→ **DO THIS**:
Leave out every picture, then transcribe the rest of the listing exactly.

Entries from a dataset
##########

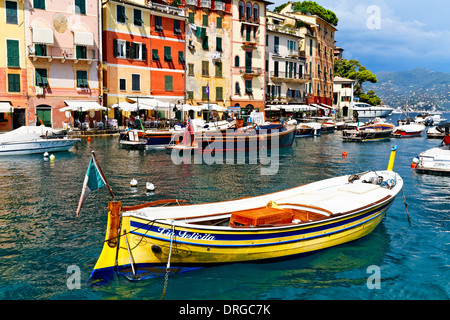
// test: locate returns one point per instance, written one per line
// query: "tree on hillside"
(352, 69)
(313, 8)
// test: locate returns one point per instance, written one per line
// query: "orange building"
(143, 53)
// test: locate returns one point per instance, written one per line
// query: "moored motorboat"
(34, 139)
(146, 240)
(435, 160)
(408, 130)
(369, 132)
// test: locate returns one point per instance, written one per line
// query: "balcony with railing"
(250, 71)
(76, 54)
(290, 76)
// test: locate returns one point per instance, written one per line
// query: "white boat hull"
(37, 146)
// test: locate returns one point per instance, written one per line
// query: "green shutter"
(14, 82)
(13, 53)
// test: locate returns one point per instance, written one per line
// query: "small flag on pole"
(93, 180)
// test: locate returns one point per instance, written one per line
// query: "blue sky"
(392, 35)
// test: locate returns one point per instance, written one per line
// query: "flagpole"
(103, 175)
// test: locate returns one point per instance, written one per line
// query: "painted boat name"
(186, 235)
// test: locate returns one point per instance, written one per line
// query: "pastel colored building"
(13, 72)
(144, 54)
(285, 62)
(62, 46)
(208, 55)
(248, 55)
(321, 60)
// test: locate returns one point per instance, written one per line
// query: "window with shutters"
(137, 18)
(14, 82)
(122, 84)
(136, 82)
(219, 44)
(82, 79)
(158, 24)
(40, 49)
(191, 17)
(181, 57)
(176, 27)
(11, 12)
(121, 14)
(205, 68)
(80, 6)
(167, 54)
(219, 23)
(12, 48)
(219, 94)
(155, 56)
(168, 83)
(41, 77)
(218, 69)
(81, 52)
(39, 4)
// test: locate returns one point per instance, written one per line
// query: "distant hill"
(421, 89)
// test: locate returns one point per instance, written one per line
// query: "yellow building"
(13, 74)
(208, 39)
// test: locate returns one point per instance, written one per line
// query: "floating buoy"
(415, 162)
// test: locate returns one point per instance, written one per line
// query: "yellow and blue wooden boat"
(143, 241)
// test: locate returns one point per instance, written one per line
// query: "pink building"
(62, 39)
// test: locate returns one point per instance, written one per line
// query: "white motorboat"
(366, 110)
(408, 130)
(435, 160)
(34, 139)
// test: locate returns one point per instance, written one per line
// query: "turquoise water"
(40, 238)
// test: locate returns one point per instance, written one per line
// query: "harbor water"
(43, 245)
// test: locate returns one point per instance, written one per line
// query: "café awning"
(82, 105)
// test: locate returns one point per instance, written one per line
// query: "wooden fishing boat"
(369, 132)
(149, 240)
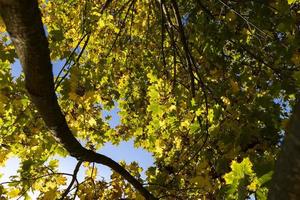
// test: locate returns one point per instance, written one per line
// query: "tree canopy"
(209, 87)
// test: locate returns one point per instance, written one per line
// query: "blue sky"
(124, 151)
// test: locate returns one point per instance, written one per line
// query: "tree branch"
(24, 24)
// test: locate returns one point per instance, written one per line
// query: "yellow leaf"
(13, 193)
(296, 58)
(61, 180)
(234, 86)
(92, 122)
(225, 100)
(50, 195)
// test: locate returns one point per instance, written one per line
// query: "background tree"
(207, 86)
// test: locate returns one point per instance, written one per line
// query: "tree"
(206, 86)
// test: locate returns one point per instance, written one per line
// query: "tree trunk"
(24, 25)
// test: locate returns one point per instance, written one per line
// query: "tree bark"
(286, 178)
(24, 25)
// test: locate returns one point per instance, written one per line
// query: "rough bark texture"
(23, 22)
(286, 178)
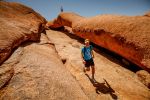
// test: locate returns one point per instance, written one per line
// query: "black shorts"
(89, 63)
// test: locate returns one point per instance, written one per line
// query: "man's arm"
(92, 52)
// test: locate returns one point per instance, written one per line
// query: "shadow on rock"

##########

→ **ANSWER TO THIS PROBLEM**:
// test: locate returns one point per instance, written one per line
// query: "tree on hillside"
(352, 69)
(313, 8)
// test: locate returns one point per instance, written one per line
// query: "orange building"
(143, 53)
// test: locate returns one point per instance, written one per line
// query: "moored motorboat"
(34, 139)
(146, 240)
(435, 160)
(408, 130)
(369, 132)
// test: locate returns one point per instance, written one per line
// query: "balcony with railing"
(250, 71)
(76, 54)
(290, 76)
// test: locate returns one point per instance, written one per line
// query: "white boat hull"
(37, 146)
// test: locate returns one point per instance, written one per line
// query: "green shutter"
(14, 82)
(13, 53)
// test: locate returns one point per instance, written one per line
// query: "small flag on pole"
(93, 180)
// test: locate returns one point per instance, written one per line
// query: "blue sky"
(392, 35)
// test: locate returns one point per instance, written one per line
// query: "flagpole"
(103, 175)
// test: locate returns one point per instance, written one per line
// query: "painted boat name"
(186, 235)
// test: locate returns one point per instance, written one per line
// query: "pastel colored building"
(13, 72)
(144, 54)
(285, 62)
(62, 46)
(208, 55)
(248, 55)
(321, 60)
// test: locate returns one point per instance, written one per line
// query: "window with shutters"
(137, 18)
(14, 82)
(122, 84)
(136, 82)
(219, 44)
(82, 79)
(158, 24)
(40, 49)
(191, 17)
(181, 57)
(176, 27)
(11, 12)
(121, 14)
(205, 68)
(80, 6)
(167, 54)
(219, 23)
(12, 48)
(219, 94)
(155, 56)
(168, 83)
(41, 77)
(218, 69)
(81, 52)
(39, 4)
// test: locate returns one point per instance, written one per line
// query: "distant hill"
(421, 89)
// test: locate returns one point per instance, written one per line
// query: "yellow building"
(13, 74)
(208, 39)
// test: locate returns one point per instance, written one per line
// query: "floating buoy"
(415, 162)
// test: locate returns one point per instance, written one per line
// query: "yellow and blue wooden boat"
(143, 241)
// test: locate returns one point per instance, written one per line
// query: "pink building"
(62, 39)
// test: locate returns one point per instance, written one per line
// query: "white motorboat"
(366, 110)
(408, 130)
(435, 160)
(34, 139)
// test: locate returns one point per instance, written one per line
// query: "turquoise water"
(40, 238)
// test: locate returns one point per instance, written one per line
// query: "harbor water"
(43, 245)
// test: locate returns one point per instance, written one per line
// query: "café awning"
(82, 105)
// test: locate returns one point per instance, written one per line
// query: "wooden fishing boat"
(369, 132)
(149, 240)
// test: locate returns one point per instance, written one per line
// query: "tree canopy"
(209, 87)
// test: locate returns one point per instance, written one per line
// query: "blue sky"
(124, 151)
// test: locate returns one point per instance, written one per line
// query: "tree branch"
(24, 24)
// test: locate returns one point per instance, written one per line
// query: "yellow leaf"
(13, 193)
(296, 58)
(61, 180)
(234, 86)
(92, 122)
(225, 100)
(50, 195)
// test: locate returns one point per instance, written one per line
// query: "background tree"
(207, 86)
// test: locate returns one point per instance, written one per line
// query: "tree"
(206, 86)
// test: locate returns one point per instance, written one per line
// query: "tree trunk"
(24, 25)
// test: locate returns one point per instance, written one per line
// query: "tree bark"
(286, 178)
(24, 25)
// test: locate returns one point per instance, written one per line
// query: "rough bark texture"
(23, 22)
(286, 178)
// test: locate returns one point per instance, written one per line
// query: "black shorts"
(89, 63)
// test: locate returns one point per instance, written one per line
// query: "man's arm"
(92, 52)
// test: locate returns one point per instance, written one per line
// query: "shadow on rock"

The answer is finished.